The task: Output every line below exactly.

Dataset excerpts:

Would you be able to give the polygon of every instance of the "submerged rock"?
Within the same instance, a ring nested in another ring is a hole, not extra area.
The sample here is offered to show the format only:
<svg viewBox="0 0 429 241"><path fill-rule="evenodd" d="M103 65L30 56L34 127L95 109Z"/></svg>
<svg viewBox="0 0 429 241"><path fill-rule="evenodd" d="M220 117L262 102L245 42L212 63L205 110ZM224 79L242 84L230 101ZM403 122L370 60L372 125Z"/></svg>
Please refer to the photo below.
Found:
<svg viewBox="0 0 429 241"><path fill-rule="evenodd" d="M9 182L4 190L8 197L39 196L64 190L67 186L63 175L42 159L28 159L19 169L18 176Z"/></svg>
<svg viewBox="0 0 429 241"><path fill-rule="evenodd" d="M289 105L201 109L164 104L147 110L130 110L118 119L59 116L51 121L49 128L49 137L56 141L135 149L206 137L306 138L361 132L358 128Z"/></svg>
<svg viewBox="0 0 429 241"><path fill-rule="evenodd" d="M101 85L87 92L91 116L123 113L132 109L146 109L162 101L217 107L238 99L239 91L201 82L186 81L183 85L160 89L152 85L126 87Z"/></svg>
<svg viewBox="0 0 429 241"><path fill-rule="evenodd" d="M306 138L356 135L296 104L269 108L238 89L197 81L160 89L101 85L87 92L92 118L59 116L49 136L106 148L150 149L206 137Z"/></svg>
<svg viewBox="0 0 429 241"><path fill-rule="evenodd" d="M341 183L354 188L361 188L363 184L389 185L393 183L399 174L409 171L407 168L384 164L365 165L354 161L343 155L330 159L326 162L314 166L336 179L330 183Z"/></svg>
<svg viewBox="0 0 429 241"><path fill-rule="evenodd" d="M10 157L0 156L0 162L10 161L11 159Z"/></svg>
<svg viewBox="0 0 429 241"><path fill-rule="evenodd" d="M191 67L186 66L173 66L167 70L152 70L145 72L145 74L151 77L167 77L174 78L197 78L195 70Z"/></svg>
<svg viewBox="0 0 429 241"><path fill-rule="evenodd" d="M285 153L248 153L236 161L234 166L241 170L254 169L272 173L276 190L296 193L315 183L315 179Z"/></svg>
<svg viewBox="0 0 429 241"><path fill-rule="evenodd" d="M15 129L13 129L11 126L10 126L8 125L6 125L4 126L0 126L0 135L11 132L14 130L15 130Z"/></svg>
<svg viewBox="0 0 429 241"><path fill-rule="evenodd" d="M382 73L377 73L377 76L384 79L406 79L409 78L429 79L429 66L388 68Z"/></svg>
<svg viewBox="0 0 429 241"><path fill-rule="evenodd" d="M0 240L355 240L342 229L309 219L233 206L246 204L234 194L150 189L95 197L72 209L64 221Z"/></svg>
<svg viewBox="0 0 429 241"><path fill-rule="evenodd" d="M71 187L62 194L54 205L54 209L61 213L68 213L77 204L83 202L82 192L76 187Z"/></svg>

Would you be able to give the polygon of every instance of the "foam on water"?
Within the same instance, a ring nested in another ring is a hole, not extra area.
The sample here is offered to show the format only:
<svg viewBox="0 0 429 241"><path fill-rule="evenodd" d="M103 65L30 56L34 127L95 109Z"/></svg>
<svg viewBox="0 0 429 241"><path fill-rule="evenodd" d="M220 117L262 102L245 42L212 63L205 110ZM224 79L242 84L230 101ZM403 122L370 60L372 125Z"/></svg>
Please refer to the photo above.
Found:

Solution to this problem:
Would you be able to give the polygon of every instance of the "submerged rock"?
Within the same instance, a ring nested in another ring is a hole, not extra area.
The sample here is offered to show the format only:
<svg viewBox="0 0 429 241"><path fill-rule="evenodd" d="M103 65L30 56L34 127L95 109Z"/></svg>
<svg viewBox="0 0 429 241"><path fill-rule="evenodd" d="M220 117L262 102L245 42L212 63L205 110ZM224 79L242 84L230 101ZM403 122L370 60L372 125Z"/></svg>
Please refer to the photo below.
Found:
<svg viewBox="0 0 429 241"><path fill-rule="evenodd" d="M9 182L4 190L8 197L39 196L64 190L67 186L63 175L42 159L28 159L19 169L18 176Z"/></svg>
<svg viewBox="0 0 429 241"><path fill-rule="evenodd" d="M289 105L201 109L164 104L147 110L130 110L118 119L59 116L51 121L49 128L49 137L56 141L135 149L206 137L306 138L361 132L358 128Z"/></svg>
<svg viewBox="0 0 429 241"><path fill-rule="evenodd" d="M101 85L87 92L91 116L123 113L132 109L146 109L162 101L217 107L238 99L239 91L201 82L186 81L183 85L160 89L152 85L126 87Z"/></svg>
<svg viewBox="0 0 429 241"><path fill-rule="evenodd" d="M306 138L356 135L296 104L269 108L238 89L197 81L160 89L101 85L87 92L92 118L59 116L49 136L106 148L150 149L206 137Z"/></svg>
<svg viewBox="0 0 429 241"><path fill-rule="evenodd" d="M341 183L354 188L361 188L363 184L389 185L393 183L399 174L409 171L407 168L384 164L365 165L354 161L343 155L330 159L326 162L314 166L336 179L330 183Z"/></svg>
<svg viewBox="0 0 429 241"><path fill-rule="evenodd" d="M10 157L0 156L0 162L10 161L11 159Z"/></svg>
<svg viewBox="0 0 429 241"><path fill-rule="evenodd" d="M191 67L186 66L173 66L167 70L152 70L145 72L145 74L151 77L167 77L174 78L197 78L195 70Z"/></svg>
<svg viewBox="0 0 429 241"><path fill-rule="evenodd" d="M285 153L248 153L236 161L234 166L241 170L254 169L272 173L276 190L296 193L315 183L315 179Z"/></svg>
<svg viewBox="0 0 429 241"><path fill-rule="evenodd" d="M15 129L13 129L11 126L10 126L8 125L6 125L4 126L0 126L0 135L11 132L14 130L15 130Z"/></svg>
<svg viewBox="0 0 429 241"><path fill-rule="evenodd" d="M382 73L377 73L377 76L384 79L406 79L409 78L429 79L429 66L388 68Z"/></svg>
<svg viewBox="0 0 429 241"><path fill-rule="evenodd" d="M0 240L355 240L342 229L309 219L233 206L246 204L234 194L150 189L95 197L72 209L64 221Z"/></svg>
<svg viewBox="0 0 429 241"><path fill-rule="evenodd" d="M71 187L62 194L54 205L54 209L61 213L68 213L77 204L83 202L82 192L76 187Z"/></svg>

Would you be able to give the polygon of every instance of the "foam on water"?
Within the same instance, a ring nested in another ring is a hole, not extra area.
The sample here is offered to show the format only:
<svg viewBox="0 0 429 241"><path fill-rule="evenodd" d="M103 65L30 56L34 127L95 109Z"/></svg>
<svg viewBox="0 0 429 241"><path fill-rule="evenodd" d="M220 117L262 102L245 42L212 63L205 110ZM224 79L242 84L230 101ZM403 122L370 60L372 125Z"/></svg>
Please refer to the photo above.
Found:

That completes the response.